— Consignes —
**1.** Répondez à ces questions sur l’extrait :
(a) Avec quoi Norman frappe-t-il le pirate au front ?
(b) À quoi le pirate ordonne-t-il qu’on attache Norman ?
(c) Combien de temps la planche est-elle ballottée sur les flots ?
**2.** Dans l’extrait, quel passage obtient-on en substituant « nuages » à « étoiles » dans la partie qui s’ouvre sur les mots contenant « Violet, lui prenant » et se clôt sur « Madame, vous pleurez. » ? Recopiez-la avec ce remplacement.

— Extrait à lire —
══════
Lady Arundel. — Mensonge ! c’est un affreux mensonge !

Norman. — Oui, madame, je m’écriai qu’il en avait menti, et, saisissant le poignard qu’il tenait à la main, je le frappai au front. Vingt épées brillèrent autour de moi. Le pirate essuyant le sang que j’avais versé : Ce serait, leur dit-il, une mort trop douce. Qu’on l’attache à une planche et qu’on le jette à la mer. Leurs voiles se déployèrent, et je restai à la merci des flots, seul avec Dieu.

Violet, lui prenant la main. — Les larmes qui jaillissent de mon cœur remplissent mes yeux… et Dieu t’a sauvé !

Norman. — Tout un jour, toute une nuit, la fragile barrière entre la vie et la mort fut ballottée sur les flots. Le ciel apaisa les vents, et lorsque les étoiles se montrèrent, tout semblait si doux et si caressant, que, me souvenant des paroles de ce misérable, je murmurai : Les vents et les vagues sont moins barbares qu’une mère ! — Madame, vous pleurez.

Lady Arundel. — Est-ce que je pleure ? Continuez.
══════
— Lignes d’un jeu de données de pointage —
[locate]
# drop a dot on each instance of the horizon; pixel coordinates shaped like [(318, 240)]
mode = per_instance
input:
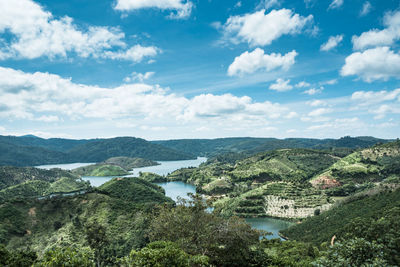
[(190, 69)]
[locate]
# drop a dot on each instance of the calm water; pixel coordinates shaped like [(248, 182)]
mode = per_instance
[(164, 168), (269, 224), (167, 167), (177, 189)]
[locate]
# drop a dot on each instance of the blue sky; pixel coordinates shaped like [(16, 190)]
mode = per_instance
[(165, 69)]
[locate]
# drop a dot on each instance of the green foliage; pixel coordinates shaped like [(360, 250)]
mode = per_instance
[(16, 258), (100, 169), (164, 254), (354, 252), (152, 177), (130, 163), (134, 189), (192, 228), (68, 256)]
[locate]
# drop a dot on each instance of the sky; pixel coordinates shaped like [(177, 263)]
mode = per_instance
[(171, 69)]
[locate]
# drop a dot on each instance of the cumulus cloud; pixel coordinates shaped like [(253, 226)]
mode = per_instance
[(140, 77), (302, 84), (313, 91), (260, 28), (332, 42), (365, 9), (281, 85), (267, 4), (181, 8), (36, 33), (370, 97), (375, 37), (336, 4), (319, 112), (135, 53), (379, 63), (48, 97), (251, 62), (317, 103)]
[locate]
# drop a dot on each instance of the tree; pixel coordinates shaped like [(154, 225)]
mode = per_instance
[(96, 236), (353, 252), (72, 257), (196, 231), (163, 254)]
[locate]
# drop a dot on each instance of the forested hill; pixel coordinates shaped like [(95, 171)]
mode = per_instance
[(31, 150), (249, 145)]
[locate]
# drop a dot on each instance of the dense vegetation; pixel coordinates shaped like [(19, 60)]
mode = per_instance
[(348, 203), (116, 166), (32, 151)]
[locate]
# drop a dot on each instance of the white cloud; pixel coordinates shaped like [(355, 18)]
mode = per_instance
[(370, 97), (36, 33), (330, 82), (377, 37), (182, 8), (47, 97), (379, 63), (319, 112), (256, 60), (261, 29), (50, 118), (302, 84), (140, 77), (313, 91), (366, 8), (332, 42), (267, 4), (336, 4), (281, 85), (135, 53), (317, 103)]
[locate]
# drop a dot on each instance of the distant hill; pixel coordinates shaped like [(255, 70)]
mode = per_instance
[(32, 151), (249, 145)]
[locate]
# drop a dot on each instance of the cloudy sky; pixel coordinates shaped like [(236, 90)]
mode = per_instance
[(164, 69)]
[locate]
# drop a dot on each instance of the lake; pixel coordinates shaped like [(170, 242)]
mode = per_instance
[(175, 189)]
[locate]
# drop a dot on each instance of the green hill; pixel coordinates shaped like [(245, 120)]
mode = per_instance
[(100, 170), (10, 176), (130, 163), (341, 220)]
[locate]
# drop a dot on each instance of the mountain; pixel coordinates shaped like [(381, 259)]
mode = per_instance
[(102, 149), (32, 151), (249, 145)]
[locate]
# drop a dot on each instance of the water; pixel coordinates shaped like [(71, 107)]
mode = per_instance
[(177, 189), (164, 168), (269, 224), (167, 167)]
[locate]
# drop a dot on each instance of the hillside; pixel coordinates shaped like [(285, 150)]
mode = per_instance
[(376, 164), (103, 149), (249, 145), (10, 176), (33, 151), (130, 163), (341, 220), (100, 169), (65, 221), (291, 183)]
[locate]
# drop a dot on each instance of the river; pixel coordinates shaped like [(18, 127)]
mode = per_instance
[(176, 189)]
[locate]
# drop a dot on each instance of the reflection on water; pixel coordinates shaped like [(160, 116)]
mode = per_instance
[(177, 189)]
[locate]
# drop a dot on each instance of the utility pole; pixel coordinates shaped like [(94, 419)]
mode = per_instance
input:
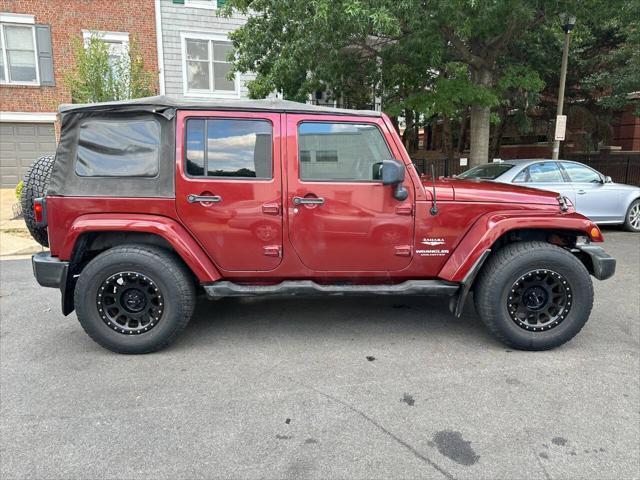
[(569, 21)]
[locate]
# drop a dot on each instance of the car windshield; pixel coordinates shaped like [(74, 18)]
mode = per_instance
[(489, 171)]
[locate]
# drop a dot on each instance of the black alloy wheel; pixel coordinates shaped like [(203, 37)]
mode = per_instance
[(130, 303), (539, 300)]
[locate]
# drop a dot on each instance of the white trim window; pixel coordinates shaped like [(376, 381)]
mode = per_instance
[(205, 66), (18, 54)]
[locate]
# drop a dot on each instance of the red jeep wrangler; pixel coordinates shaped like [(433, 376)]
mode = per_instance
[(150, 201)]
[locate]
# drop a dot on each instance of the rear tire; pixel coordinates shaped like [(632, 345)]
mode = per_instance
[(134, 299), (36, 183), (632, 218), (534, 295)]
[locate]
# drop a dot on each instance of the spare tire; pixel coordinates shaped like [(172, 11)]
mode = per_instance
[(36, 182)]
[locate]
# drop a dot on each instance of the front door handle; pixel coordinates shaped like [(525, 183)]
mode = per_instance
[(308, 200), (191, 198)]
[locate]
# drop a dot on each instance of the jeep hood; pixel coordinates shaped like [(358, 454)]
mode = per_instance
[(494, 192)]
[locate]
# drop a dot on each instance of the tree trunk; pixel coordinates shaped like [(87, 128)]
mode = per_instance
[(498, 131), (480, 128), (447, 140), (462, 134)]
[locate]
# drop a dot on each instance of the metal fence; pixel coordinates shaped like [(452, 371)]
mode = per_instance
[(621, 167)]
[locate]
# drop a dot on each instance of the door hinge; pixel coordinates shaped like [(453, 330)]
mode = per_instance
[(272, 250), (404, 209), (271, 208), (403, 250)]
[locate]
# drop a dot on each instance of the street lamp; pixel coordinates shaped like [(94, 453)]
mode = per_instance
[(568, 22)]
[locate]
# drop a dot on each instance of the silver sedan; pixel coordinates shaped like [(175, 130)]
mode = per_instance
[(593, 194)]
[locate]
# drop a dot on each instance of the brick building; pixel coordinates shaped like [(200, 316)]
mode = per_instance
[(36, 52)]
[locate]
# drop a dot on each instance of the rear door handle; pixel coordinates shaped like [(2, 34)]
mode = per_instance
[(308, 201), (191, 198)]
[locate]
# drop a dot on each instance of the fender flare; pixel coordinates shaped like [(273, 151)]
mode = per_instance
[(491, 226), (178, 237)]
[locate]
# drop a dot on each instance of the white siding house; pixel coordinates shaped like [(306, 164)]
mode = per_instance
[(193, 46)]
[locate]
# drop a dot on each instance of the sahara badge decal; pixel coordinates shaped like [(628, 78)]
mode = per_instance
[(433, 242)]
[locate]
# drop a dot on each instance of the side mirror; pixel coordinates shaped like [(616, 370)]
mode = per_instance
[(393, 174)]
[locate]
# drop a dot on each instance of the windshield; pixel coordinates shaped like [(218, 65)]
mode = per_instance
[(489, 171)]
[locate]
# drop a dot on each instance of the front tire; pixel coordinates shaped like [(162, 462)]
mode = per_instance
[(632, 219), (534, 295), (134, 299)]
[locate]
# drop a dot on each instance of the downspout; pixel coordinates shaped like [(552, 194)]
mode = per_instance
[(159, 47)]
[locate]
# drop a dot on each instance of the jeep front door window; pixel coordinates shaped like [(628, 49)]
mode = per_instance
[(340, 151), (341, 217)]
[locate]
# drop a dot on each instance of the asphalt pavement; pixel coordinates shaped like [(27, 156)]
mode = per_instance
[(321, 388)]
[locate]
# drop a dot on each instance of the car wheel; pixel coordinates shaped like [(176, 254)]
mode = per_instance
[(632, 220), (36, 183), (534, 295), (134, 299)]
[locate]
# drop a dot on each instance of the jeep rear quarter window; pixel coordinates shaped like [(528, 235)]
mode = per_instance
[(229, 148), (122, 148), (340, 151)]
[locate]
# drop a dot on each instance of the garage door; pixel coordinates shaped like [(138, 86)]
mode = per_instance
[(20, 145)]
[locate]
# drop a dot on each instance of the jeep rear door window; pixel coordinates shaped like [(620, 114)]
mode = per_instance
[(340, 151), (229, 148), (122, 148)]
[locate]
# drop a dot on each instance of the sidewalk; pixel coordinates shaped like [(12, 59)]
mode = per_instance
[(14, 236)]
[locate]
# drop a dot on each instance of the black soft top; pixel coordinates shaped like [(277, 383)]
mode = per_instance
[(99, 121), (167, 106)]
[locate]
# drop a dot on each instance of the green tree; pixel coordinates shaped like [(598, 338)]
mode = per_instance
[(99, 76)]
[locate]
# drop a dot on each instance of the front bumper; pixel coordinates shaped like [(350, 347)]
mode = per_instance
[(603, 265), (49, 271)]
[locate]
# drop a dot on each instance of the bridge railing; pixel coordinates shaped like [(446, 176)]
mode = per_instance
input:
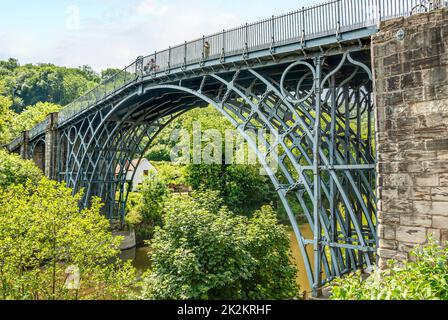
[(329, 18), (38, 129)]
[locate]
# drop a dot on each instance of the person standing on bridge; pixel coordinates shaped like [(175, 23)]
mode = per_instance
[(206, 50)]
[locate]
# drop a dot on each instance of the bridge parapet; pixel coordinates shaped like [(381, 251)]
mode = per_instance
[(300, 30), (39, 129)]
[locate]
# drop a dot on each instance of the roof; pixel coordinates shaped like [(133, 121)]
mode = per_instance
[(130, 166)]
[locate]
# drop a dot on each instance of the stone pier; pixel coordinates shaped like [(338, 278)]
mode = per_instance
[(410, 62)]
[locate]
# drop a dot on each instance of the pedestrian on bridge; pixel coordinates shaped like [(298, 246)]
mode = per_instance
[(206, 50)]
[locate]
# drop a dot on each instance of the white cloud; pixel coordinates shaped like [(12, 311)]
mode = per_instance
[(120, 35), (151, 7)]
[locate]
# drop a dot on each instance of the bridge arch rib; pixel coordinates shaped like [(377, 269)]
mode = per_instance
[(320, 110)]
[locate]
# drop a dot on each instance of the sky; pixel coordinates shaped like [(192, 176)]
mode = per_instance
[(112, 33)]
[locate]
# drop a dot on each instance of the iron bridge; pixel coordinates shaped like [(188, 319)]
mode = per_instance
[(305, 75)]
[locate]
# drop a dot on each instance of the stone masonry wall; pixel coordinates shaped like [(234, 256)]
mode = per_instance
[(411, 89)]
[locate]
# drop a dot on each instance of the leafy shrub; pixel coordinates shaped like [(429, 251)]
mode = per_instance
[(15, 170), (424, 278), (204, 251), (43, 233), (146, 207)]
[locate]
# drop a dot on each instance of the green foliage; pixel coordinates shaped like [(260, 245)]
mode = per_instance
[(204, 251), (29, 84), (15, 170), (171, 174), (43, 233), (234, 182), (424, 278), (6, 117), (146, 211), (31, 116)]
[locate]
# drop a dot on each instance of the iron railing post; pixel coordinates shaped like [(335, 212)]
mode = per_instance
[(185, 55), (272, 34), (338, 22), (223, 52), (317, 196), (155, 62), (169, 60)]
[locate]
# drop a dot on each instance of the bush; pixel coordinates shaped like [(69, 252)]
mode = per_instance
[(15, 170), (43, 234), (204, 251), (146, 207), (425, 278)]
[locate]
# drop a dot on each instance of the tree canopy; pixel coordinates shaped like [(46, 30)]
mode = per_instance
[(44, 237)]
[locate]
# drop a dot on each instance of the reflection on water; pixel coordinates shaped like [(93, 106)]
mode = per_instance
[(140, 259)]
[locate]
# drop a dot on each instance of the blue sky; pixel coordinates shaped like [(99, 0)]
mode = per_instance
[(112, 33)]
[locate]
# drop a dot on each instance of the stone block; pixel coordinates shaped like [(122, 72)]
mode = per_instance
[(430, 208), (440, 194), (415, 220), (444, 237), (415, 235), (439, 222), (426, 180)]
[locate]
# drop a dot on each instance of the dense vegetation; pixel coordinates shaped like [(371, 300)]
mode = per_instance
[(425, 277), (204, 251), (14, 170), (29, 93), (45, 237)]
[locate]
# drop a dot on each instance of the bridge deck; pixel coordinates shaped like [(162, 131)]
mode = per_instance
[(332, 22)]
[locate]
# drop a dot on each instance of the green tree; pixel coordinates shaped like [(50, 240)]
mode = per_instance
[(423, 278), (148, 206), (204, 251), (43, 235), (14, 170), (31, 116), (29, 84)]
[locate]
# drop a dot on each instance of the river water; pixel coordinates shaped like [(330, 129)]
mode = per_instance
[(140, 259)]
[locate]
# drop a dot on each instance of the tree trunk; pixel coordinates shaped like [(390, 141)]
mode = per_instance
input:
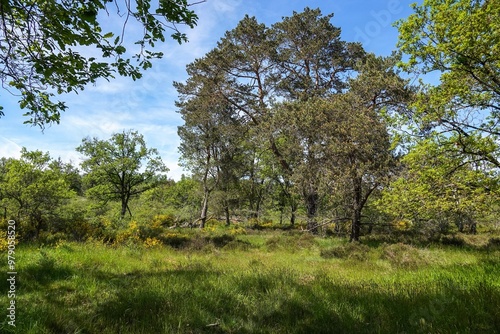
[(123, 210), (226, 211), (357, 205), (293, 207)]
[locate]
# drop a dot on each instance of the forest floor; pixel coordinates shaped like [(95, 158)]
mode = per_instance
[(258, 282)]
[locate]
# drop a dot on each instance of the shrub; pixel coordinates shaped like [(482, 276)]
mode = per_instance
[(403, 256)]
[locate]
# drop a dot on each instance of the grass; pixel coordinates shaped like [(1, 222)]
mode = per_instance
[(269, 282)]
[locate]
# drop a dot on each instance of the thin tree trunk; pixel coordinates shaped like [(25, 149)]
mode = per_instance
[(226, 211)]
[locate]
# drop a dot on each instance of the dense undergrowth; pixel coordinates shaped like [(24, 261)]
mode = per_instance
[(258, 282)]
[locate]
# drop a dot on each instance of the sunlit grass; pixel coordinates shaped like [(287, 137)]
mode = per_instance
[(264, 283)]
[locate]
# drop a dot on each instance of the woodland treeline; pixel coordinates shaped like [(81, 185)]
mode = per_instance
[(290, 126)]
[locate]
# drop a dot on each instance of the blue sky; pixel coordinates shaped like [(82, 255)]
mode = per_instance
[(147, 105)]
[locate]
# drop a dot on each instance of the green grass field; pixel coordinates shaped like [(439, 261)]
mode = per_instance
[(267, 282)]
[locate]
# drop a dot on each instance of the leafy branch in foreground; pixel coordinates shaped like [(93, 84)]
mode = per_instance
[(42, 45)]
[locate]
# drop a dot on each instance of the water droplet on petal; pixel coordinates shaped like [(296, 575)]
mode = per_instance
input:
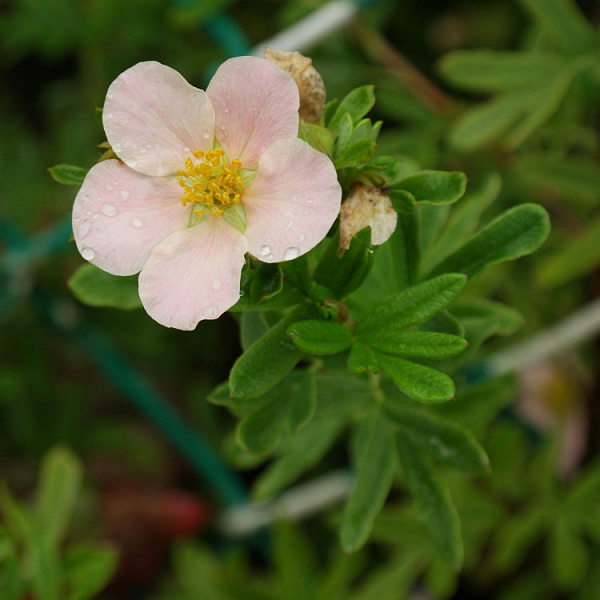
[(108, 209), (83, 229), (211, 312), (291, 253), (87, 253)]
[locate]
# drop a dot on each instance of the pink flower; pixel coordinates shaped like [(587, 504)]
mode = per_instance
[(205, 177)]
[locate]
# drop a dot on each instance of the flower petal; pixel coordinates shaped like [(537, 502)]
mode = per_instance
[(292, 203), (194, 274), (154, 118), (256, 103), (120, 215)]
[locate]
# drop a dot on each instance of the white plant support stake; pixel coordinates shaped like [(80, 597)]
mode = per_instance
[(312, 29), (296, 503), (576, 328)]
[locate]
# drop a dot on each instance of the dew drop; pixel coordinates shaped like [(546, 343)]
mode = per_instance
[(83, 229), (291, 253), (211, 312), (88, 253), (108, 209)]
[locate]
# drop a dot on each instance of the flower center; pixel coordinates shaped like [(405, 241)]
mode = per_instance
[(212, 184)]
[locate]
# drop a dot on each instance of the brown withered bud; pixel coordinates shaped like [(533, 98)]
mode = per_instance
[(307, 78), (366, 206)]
══════
— Réponses aux consignes —
**1.**
(a) Avec le poignard que le pirate tenait à la main.
(b) À une planche.
(c) Tout un jour et toute une nuit.

**2.**
Violet, lui prenant la main. — Les larmes qui jaillissent de mon cœur remplissent mes yeux… et Dieu t’a sauvé !

Norman. — Tout un jour, toute une nuit, la fragile barrière entre la vie et la mort fut ballottée sur les flots. Le ciel apaisa les vents, et lorsque les nuages se montrèrent, tout semblait si doux et si caressant, que, me souvenant des paroles de ce misérable, je murmurai : Les vents et les vagues sont moins barbares qu’une mère ! — Madame, vous pleurez.